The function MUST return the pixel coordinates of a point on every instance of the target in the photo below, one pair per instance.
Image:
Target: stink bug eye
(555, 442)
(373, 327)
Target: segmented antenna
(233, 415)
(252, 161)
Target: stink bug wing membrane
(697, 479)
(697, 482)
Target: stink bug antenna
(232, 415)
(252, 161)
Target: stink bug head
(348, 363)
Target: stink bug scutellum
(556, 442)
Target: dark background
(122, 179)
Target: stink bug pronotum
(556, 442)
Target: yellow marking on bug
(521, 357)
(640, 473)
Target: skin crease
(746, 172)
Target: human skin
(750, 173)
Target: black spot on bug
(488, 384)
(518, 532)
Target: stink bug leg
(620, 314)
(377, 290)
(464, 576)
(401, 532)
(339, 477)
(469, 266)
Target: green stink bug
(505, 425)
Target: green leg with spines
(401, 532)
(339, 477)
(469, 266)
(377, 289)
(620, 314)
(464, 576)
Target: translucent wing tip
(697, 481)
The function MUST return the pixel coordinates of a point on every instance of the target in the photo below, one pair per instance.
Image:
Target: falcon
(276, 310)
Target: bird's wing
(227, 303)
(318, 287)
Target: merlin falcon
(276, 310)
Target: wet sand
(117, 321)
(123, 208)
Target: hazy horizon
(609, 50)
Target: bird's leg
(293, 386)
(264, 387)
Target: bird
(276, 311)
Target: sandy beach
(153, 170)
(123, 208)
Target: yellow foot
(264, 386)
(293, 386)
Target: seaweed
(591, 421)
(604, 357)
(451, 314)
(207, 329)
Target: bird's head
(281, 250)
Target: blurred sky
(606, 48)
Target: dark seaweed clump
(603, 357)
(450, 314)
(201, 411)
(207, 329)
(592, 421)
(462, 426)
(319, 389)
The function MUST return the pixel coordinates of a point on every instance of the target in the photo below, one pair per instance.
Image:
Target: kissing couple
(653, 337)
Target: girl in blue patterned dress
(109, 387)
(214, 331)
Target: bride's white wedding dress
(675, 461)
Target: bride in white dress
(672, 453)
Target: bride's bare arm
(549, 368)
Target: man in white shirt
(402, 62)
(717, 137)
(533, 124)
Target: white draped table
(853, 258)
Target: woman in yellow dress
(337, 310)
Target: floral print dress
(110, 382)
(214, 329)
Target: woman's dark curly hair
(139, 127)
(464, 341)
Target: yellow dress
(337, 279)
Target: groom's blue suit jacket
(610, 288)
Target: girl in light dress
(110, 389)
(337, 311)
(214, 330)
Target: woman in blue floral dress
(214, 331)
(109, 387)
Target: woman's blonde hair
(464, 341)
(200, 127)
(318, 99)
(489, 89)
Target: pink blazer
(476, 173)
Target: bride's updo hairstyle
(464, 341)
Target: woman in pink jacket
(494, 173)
※
### What the task asks
Please reproduce the records word for word, from the line with "Target: bride's updo hairstyle" up to and including the last line of the records.

### Solution to this problem
Target: bride's updo hairstyle
(464, 341)
Target: woman in pink jacket
(494, 173)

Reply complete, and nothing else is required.